> DOCUMENT PASSAGE
>>>>>

Patient Care

Initiation of Dialysis Does Not Help Maintain Functional Status in Elderly


Clinical question: Is functional status in the elderly maintained over time after initiating long-term dialysis?

Background: Quality-of-life maintenance often is used as a goal when initiating long-term dialysis in elderly patients with end-stage renal disease. More elderly patients are being offered long-term dialysis treatment. Little is known about the functional status of elderly patients on long-term dialysis.

Study design: Retrospective cohort study.

Setting: U.S. nursing homes.

Synopsis: By cross-linking data from two population-based administrative datasets, this study identified 3,702 nursing home patients (mean 73.4 years) who had started long-term dialysis and whose functional status had been assessed. Activities of daily living assessments before and at three-month intervals after dialysis initiation were compared to see if functional status was maintained.

Within three months of starting dialysis, 61% of patients had a decline in functional status or had died. By one year, only 1 in 8 patients had maintained their pre-dialysis functional status.

<<<<<

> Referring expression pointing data
>>>>>

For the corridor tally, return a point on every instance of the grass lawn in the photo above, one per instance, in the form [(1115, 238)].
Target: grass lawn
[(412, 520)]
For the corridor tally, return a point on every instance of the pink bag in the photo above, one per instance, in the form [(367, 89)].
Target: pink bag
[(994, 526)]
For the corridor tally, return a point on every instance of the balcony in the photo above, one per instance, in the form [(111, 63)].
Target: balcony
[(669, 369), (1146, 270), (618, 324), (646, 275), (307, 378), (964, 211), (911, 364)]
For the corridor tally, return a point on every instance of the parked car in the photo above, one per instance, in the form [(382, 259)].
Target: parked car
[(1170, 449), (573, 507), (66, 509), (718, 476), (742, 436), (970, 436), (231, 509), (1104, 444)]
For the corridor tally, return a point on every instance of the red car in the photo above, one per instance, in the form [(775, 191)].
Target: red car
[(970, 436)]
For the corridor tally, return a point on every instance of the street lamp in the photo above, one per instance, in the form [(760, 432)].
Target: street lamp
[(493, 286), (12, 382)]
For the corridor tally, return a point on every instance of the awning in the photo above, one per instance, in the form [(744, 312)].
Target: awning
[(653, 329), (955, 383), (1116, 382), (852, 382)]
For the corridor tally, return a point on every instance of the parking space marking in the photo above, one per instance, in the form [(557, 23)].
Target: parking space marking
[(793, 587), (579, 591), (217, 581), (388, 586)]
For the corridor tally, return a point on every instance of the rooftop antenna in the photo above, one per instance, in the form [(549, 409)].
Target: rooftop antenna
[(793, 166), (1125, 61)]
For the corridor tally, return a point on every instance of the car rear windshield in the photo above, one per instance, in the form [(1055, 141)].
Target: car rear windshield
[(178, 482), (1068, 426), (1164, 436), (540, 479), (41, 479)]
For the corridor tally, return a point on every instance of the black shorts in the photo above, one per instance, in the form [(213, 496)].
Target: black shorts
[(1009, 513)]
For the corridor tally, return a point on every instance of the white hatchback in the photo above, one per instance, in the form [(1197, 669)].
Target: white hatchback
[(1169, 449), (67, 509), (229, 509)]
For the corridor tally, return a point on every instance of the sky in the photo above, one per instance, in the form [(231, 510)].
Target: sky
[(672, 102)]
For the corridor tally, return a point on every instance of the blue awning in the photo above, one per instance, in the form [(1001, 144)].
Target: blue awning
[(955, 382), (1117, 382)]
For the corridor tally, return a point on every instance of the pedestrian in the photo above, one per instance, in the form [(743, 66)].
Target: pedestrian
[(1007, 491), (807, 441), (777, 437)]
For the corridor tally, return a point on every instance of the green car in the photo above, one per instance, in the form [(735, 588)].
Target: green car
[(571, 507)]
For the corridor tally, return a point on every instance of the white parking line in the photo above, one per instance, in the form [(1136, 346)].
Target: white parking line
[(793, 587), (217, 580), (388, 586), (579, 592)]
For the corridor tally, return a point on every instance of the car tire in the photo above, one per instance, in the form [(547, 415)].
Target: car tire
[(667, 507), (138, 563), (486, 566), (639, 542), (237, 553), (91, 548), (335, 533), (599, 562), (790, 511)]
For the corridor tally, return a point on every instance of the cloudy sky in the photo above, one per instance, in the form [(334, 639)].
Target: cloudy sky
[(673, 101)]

<<<<<

> WHAT YOU NEED TO DO
Write the next part of the passage on dialysis and functional status in elderly nursing home patients, picking up after its final sentence.

> RESPONSE TO THIS TASK
Decline in functional status cannot be attributed solely to dialysis because study patients were not compared to patients with chronic kidney disease who were not dialyzed. In addition, these results might not apply to all elderly patients on dialysis, as the functional status of elderly nursing home patients might differ significantly from those living at home.

Bottom line: Functional status is not maintained in most elderly nursing home patients in the first 12 months after long-term dialysis is initiated. Elderly patients considering dialysis treatment should be aware that dialysis might not help maintain functional status and quality of life.

Citation: Kurella Tamura MK, Covinsky KE, Chertow GM, Yaffe C, Landefeld CS, McCulloch CE. Functional status of elderly adults before and after initiation of dialysis. N Engl J Med. 2009;361(16):1539-1547.